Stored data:
____________
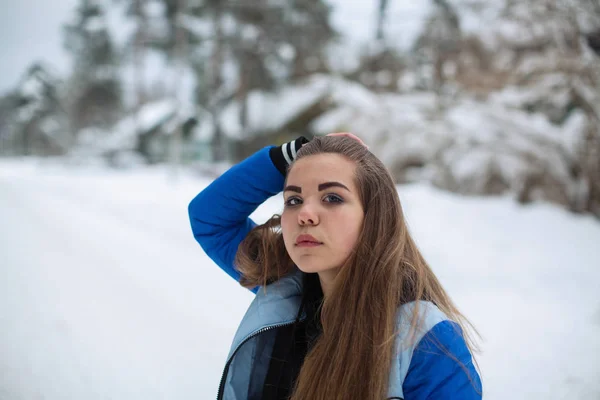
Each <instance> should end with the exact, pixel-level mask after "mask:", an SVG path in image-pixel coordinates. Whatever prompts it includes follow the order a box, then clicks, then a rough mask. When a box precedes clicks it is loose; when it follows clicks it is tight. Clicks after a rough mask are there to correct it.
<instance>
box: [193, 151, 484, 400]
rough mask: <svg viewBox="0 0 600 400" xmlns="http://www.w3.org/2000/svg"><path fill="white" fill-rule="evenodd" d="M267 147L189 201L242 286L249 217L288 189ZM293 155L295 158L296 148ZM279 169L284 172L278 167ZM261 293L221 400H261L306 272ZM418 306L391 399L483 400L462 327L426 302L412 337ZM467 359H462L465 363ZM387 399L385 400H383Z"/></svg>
mask: <svg viewBox="0 0 600 400" xmlns="http://www.w3.org/2000/svg"><path fill="white" fill-rule="evenodd" d="M270 149H271V147H267V148H264V149H262V150H260V151H258V152H257V153H256V154H254V155H252V156H251V157H249V158H248V159H246V160H244V161H242V162H241V163H239V164H237V165H235V166H233V167H232V168H231V169H229V170H228V171H227V172H226V173H225V174H223V175H222V176H220V177H219V178H217V179H216V180H215V181H214V182H212V183H211V184H210V185H209V186H208V187H206V188H205V189H204V190H203V191H202V192H200V193H199V194H198V195H197V196H196V197H195V198H194V199H193V200H192V201H191V202H190V204H189V208H188V210H189V216H190V221H191V225H192V231H193V233H194V237H195V238H196V240H197V241H198V243H200V245H201V246H202V248H203V249H204V251H205V252H206V254H208V256H209V257H210V258H212V260H213V261H214V262H215V263H216V264H217V265H218V266H219V267H220V268H221V269H222V270H223V271H225V272H226V273H227V274H229V275H230V276H231V277H232V278H233V279H235V280H236V281H238V280H239V278H240V274H239V272H237V271H236V270H235V268H234V266H233V263H234V258H235V254H236V252H237V249H238V245H239V244H240V242H241V241H242V240H243V239H244V238H245V237H246V235H247V234H248V232H249V231H250V230H251V229H252V228H253V227H254V226H256V224H255V223H254V222H253V221H252V220H251V219H250V218H249V215H250V214H251V213H252V212H253V211H254V210H255V209H256V208H257V207H258V206H259V205H260V204H262V203H263V202H264V201H265V200H267V199H268V198H269V197H271V196H274V195H276V194H278V193H280V192H281V190H282V189H283V183H284V176H283V174H282V173H281V172H282V171H281V168H280V166H278V167H276V166H275V164H274V162H273V161H272V157H270V156H269V151H270ZM284 154H285V155H286V157H285V158H286V160H288V161H289V158H292V157H288V156H287V155H290V156H292V155H295V152H293V154H292V153H291V152H290V151H289V148H288V152H287V154H286V153H285V148H284ZM278 168H279V170H278ZM257 289H258V288H256V289H254V290H253V292H255V293H256V297H255V299H254V301H253V302H252V303H251V305H250V307H249V308H248V311H247V312H246V315H245V316H244V318H243V319H242V321H241V323H240V325H239V328H238V330H237V333H236V335H235V337H234V339H233V343H232V346H231V350H230V352H229V356H228V358H227V362H226V366H225V370H224V372H223V376H222V378H221V383H220V386H219V393H218V399H219V400H220V399H223V400H255V399H260V398H261V393H262V383H263V382H264V378H265V374H266V372H267V370H268V366H269V357H270V354H271V350H272V348H273V344H274V340H275V332H276V330H277V328H278V327H281V326H285V325H287V324H292V323H294V321H295V319H296V317H297V314H298V310H299V307H300V301H301V296H302V279H301V278H300V274H292V275H290V276H288V277H285V278H283V279H281V280H279V281H277V282H275V283H273V284H271V285H269V287H268V289H267V290H266V292H265V291H264V290H260V291H259V290H257ZM415 304H416V303H409V304H405V305H403V306H401V307H399V309H398V332H399V333H398V336H397V339H396V352H395V357H394V359H393V363H392V367H391V370H390V379H389V389H388V399H404V400H422V399H423V400H424V399H440V400H441V399H443V400H449V399H457V400H459V399H460V400H476V399H481V397H482V396H481V381H480V378H479V375H478V373H477V371H476V369H475V367H474V365H473V362H472V357H471V354H470V352H469V350H468V348H467V346H466V344H465V341H464V339H463V336H462V332H461V330H460V327H459V326H458V325H457V324H456V323H455V322H453V321H450V320H449V319H448V318H447V317H446V316H445V315H444V314H443V313H442V312H441V311H440V310H439V309H438V308H437V307H436V306H435V305H434V304H432V303H430V302H423V301H421V302H419V307H418V309H419V316H420V318H421V321H422V329H421V330H420V331H418V332H416V337H414V336H411V338H410V339H411V340H408V338H407V336H408V335H409V328H410V320H411V316H412V310H413V307H414V306H415ZM457 361H459V362H460V363H459V362H457ZM382 400H383V399H382Z"/></svg>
____________
■ Task:
Please hand back every entry above exactly, with no images in the copy.

■ Exercise result:
Each <instance> should end with the exact, pixel-level mask after "mask:", an SVG path in image-pixel coordinates. Whatever prompts it includes follow the order a box, then clicks, then a rough mask. When a box precedes clicks it is loose; when it follows clicks it is tight. Clicks after a rough mask are there to correct it.
<instance>
box: [193, 151, 484, 400]
rough mask: <svg viewBox="0 0 600 400" xmlns="http://www.w3.org/2000/svg"><path fill="white" fill-rule="evenodd" d="M267 147L189 201L242 286L249 217L288 189ZM293 155L295 158L296 148ZM279 169L284 172L278 167ZM261 293L221 400H261L306 272ZM418 306L391 399L483 400L462 327L426 302L412 337ZM467 359H462L465 363ZM387 399L385 400H383Z"/></svg>
mask: <svg viewBox="0 0 600 400" xmlns="http://www.w3.org/2000/svg"><path fill="white" fill-rule="evenodd" d="M270 149H271V147H267V148H264V149H262V150H260V151H258V152H257V153H256V154H254V155H252V156H251V157H249V158H248V159H246V160H244V161H242V162H241V163H239V164H237V165H235V166H233V167H232V168H231V169H229V170H228V171H227V172H226V173H225V174H223V175H222V176H220V177H219V178H217V179H216V180H215V181H214V182H212V183H211V184H210V185H209V186H208V187H206V188H205V189H204V190H203V191H202V192H200V193H199V194H198V195H197V196H196V197H195V198H194V199H193V200H192V201H191V202H190V204H189V208H188V210H189V216H190V221H191V225H192V231H193V233H194V237H195V238H196V240H197V241H198V243H200V245H201V246H202V248H203V249H204V251H205V252H206V254H208V256H209V257H210V258H212V260H213V261H214V262H215V263H216V264H217V265H218V266H219V267H220V268H221V269H222V270H223V271H225V272H226V273H227V274H229V275H230V276H231V277H232V278H233V279H235V280H236V281H238V280H239V278H240V274H239V272H237V271H236V270H235V268H234V266H233V263H234V258H235V254H236V252H237V249H238V245H239V244H240V242H241V241H242V240H243V239H244V238H245V237H246V235H247V234H248V232H249V231H250V230H251V229H252V228H253V227H254V226H256V224H255V223H254V222H253V221H252V220H251V219H250V218H249V215H250V214H251V213H252V212H253V211H254V210H255V209H256V208H257V207H258V206H259V205H260V204H262V203H263V202H264V201H265V200H267V199H268V198H269V197H271V196H274V195H276V194H278V193H280V192H281V190H282V189H283V183H284V176H283V174H282V173H281V172H282V171H281V168H280V166H278V167H276V166H275V164H274V162H273V161H272V157H270V156H269V151H270ZM284 154H285V155H286V157H285V158H286V160H288V161H289V158H292V157H288V156H287V155H290V156H292V155H295V152H293V154H292V153H291V152H290V151H289V148H288V152H287V154H286V153H285V148H284ZM278 168H279V170H278ZM257 289H258V288H256V289H254V290H253V292H255V293H256V297H255V299H254V301H253V302H252V303H251V305H250V307H249V308H248V311H247V312H246V315H245V316H244V318H243V319H242V321H241V323H240V325H239V328H238V330H237V333H236V335H235V337H234V339H233V343H232V346H231V350H230V352H229V356H228V358H227V362H226V366H225V370H224V372H223V376H222V378H221V383H220V386H219V393H218V399H219V400H220V399H223V400H255V399H260V398H261V393H262V383H263V382H264V378H265V374H266V372H267V370H268V366H269V357H270V354H271V350H272V348H273V344H274V340H275V332H276V330H277V328H278V327H281V326H285V325H287V324H292V323H294V321H295V319H296V317H297V314H298V310H299V307H300V301H301V296H302V279H301V278H300V274H292V275H290V276H288V277H285V278H283V279H281V280H279V281H277V282H275V283H273V284H271V285H269V287H268V289H267V290H266V292H265V291H264V290H260V291H259V290H257ZM415 304H416V303H409V304H405V305H403V306H401V307H399V309H398V332H399V333H398V336H397V339H396V352H395V357H394V359H393V363H392V367H391V370H390V379H389V389H388V399H404V400H422V399H423V400H424V399H440V400H441V399H443V400H449V399H457V400H459V399H460V400H476V399H481V397H482V396H481V381H480V378H479V375H478V373H477V371H476V369H475V367H474V365H473V362H472V357H471V354H470V352H469V350H468V348H467V346H466V344H465V341H464V339H463V336H462V332H461V330H460V327H459V326H458V325H457V324H456V323H455V322H453V321H450V320H449V319H448V318H447V317H446V316H445V315H444V314H443V313H442V312H441V311H440V310H439V309H438V308H437V307H436V306H435V305H434V304H432V303H430V302H423V301H421V302H419V307H418V309H419V316H420V318H421V321H422V329H421V330H420V331H418V332H416V337H414V336H411V338H410V339H411V340H408V338H407V336H408V335H409V328H410V320H411V316H412V310H413V307H414V306H415ZM457 361H459V362H460V363H459V362H457ZM382 400H383V399H382Z"/></svg>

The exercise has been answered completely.